--- START ---

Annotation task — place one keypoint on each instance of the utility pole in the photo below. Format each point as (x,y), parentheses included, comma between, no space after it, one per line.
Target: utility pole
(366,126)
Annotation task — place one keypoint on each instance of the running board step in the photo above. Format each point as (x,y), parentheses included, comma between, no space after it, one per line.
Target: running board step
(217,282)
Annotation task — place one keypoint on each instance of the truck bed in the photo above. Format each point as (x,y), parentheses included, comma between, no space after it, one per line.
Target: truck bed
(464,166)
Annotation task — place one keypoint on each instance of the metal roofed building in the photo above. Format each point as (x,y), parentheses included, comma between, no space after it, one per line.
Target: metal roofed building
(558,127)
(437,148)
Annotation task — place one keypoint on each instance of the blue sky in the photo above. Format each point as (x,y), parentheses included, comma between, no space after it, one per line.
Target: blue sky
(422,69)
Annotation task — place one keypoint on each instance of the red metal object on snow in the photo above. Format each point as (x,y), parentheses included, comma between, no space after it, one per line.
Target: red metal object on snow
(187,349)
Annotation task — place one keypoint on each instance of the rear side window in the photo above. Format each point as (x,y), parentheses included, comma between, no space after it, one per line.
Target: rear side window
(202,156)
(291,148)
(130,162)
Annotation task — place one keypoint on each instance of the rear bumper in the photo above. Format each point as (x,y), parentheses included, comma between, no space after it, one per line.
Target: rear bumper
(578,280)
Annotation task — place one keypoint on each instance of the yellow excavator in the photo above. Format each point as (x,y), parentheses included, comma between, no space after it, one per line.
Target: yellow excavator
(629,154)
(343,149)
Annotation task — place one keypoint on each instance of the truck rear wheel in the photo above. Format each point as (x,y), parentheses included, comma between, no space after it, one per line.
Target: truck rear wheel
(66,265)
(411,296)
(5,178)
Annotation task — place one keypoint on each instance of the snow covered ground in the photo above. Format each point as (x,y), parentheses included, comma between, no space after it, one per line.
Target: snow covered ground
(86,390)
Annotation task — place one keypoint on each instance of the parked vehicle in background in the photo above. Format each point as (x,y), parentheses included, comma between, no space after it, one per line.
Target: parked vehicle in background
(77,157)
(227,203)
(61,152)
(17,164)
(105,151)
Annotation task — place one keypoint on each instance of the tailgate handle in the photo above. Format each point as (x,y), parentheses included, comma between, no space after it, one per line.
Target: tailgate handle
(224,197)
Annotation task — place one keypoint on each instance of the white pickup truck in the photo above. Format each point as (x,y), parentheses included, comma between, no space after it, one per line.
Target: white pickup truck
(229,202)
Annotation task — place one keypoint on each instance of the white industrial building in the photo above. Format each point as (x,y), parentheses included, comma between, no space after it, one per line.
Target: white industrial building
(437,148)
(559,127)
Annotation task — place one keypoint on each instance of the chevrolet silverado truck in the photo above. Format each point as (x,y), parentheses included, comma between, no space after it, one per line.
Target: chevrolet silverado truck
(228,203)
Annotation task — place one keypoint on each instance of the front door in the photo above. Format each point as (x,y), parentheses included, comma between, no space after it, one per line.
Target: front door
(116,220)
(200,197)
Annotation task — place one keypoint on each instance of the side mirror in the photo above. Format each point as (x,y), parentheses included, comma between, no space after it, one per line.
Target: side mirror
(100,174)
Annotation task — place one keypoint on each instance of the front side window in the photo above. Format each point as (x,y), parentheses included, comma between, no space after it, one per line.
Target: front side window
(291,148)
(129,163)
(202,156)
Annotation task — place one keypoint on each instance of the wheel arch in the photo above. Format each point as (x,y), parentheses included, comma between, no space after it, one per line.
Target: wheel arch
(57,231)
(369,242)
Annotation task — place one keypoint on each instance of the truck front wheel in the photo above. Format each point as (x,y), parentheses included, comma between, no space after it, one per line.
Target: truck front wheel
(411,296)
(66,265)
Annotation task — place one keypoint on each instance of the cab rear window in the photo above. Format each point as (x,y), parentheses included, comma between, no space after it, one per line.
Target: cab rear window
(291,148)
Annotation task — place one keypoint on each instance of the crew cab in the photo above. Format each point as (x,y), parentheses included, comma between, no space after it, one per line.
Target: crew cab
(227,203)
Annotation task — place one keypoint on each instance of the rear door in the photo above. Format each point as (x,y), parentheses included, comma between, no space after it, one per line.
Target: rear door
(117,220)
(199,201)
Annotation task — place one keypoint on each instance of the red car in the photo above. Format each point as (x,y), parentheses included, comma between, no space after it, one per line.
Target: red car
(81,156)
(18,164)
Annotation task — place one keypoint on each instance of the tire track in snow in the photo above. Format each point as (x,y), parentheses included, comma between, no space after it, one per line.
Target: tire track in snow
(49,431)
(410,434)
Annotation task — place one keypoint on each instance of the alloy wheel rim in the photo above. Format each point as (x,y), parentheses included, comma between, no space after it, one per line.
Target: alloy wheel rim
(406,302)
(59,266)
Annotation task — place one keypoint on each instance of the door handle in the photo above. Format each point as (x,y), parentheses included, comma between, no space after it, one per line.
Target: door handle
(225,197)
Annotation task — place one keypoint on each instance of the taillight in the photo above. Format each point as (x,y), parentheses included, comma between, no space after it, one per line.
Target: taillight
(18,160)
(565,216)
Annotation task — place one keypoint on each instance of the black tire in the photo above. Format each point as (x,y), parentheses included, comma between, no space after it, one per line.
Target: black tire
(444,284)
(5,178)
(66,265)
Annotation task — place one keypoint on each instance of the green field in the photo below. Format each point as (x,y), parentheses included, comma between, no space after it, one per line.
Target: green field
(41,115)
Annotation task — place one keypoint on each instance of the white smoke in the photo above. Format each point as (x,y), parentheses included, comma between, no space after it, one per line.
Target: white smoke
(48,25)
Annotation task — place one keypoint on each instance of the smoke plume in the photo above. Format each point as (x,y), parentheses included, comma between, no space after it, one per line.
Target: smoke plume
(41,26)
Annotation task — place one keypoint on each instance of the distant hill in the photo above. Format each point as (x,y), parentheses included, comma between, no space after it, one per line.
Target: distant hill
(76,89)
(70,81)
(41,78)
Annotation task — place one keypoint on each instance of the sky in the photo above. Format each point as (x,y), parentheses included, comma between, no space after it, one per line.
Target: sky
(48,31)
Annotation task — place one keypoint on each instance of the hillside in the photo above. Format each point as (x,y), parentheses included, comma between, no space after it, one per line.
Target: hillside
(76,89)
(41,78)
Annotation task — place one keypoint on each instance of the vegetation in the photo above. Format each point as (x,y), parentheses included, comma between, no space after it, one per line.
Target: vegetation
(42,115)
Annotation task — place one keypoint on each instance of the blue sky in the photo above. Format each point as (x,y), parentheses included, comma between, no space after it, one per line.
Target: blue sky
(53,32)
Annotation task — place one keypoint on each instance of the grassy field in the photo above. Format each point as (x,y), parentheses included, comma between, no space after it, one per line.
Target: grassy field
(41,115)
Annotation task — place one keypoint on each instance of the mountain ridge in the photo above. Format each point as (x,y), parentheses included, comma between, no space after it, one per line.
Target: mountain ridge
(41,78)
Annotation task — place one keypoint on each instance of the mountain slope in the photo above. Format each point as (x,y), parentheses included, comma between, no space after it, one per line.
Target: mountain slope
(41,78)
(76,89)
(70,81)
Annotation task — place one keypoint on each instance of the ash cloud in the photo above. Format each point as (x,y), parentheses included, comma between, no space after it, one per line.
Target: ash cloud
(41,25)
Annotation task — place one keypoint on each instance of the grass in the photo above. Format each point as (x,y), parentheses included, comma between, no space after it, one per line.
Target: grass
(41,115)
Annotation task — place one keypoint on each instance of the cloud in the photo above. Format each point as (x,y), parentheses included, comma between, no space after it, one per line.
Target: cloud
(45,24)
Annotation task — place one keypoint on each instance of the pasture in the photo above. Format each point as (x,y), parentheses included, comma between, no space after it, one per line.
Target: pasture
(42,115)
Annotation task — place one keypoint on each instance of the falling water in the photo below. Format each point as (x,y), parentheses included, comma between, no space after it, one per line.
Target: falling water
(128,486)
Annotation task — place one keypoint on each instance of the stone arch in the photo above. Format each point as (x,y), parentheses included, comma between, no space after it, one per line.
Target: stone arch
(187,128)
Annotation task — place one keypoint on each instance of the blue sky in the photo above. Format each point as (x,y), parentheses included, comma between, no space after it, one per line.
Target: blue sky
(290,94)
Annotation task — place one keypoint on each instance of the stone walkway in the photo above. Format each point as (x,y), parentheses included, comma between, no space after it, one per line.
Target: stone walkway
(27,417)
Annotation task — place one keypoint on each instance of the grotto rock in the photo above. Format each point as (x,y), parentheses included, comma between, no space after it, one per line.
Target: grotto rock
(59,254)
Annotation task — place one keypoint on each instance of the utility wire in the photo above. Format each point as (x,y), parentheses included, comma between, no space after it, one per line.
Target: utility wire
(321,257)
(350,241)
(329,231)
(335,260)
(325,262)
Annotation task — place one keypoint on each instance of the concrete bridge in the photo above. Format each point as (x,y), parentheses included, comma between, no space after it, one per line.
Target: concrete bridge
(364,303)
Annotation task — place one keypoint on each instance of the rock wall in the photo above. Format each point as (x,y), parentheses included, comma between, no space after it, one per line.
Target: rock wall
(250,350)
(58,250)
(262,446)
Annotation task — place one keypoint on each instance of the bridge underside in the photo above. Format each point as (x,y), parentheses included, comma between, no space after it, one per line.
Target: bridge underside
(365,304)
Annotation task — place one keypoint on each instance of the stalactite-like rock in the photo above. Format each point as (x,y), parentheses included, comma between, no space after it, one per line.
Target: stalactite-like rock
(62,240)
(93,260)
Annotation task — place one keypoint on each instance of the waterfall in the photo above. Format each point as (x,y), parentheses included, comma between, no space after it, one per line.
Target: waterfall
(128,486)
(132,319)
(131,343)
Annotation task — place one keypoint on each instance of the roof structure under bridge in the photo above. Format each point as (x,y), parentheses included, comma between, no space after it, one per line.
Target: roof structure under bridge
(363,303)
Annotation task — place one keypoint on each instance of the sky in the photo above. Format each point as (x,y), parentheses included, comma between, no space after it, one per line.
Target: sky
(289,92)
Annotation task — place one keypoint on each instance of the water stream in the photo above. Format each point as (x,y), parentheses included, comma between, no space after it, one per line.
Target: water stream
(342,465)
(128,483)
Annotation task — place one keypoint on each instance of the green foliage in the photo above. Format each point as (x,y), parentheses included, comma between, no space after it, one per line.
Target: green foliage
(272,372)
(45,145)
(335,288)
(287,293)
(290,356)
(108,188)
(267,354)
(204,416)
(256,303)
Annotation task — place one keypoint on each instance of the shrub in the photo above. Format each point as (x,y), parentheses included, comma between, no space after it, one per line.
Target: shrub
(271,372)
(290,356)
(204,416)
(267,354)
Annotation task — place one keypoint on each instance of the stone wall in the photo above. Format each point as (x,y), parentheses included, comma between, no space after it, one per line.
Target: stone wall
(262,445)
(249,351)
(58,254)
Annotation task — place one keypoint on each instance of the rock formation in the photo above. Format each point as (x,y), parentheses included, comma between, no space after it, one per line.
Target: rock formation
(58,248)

--- END ---

→ **What the task asks**: Start with the line above that contains "Target: front side window" and end with the line that contains "the cab rear". Write out those lines exactly, and only those.

→ **Answer for this exercise**:
Target: front side window
(291,148)
(129,163)
(202,156)
Annotation task — place one keypoint on each instance of the wheel arch in the photo above. Format each point as (x,y), parentheses included, comma between, no space after it, one per line.
Target: wheel arch
(57,231)
(369,242)
Annotation task — place one keypoint on each instance of the truck front wheel in the photo above. Format each point as (x,y), parentheses included, comma between, no space after it, one per line.
Target: truck front wheel
(411,296)
(66,265)
Annotation task — place one keypoint on each instance of the cab rear window in the photo above. Format each point as (x,y), parentheses included, comma between, no space after it, one per line.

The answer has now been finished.